__Fragment__:
----------------
Prostudujte si tuto pasáž

  
/ 10837  
  

7270. Gij zult spreken alles wat Ik u zal hebben geboden; dat dit de opneming van de Goddelijke invloeiing en de vergemeenschapping betekent – en Aharon, uw broeder, zal tot farao spreken: dat dit de opneming van de invloeiing daaruit betekent en de vergemeenschapping met hen die in valsheden zijn – staat vast uit de uitbeelding van Mozes, die zal spreken, namelijk het Goddelijk Ware; en uit de uitbeelding van Aharon, dus de leer daaruit, nr. 7089; uit de betekenis van spreken, namelijk de invloeiing en de opneming ervan, nr. 5797; en uit de betekenis van gebieden, dus ook de invloeiing, nrs. 5486, 5732; hier de opneming van de invloeiing.
----------------
__Verstrekte gegevens__:
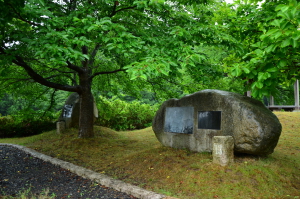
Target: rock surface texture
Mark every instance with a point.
----------------
__Doel__: Geef alstublieft het volledige fragment woord voor woord weer. De gegevens doen hier niet ter zake.

__Antwoord__:
Prostudujte si tuto pasáž

  
/ 10837  
  

7270. Gij zult spreken alles wat Ik u zal hebben geboden; dat dit de opneming van de Goddelijke invloeiing en de vergemeenschapping betekent – en Aharon, uw broeder, zal tot farao spreken: dat dit de opneming van de invloeiing daaruit betekent en de vergemeenschapping met hen die in valsheden zijn – staat vast uit de uitbeelding van Mozes, die zal spreken, namelijk het Goddelijk Ware; en uit de uitbeelding van Aharon, dus de leer daaruit, nr. 7089; uit de betekenis van spreken, namelijk de invloeiing en de opneming ervan, nr. 5797; en uit de betekenis van gebieden, dus ook de invloeiing, nrs. 5486, 5732; hier de opneming van de invloeiing.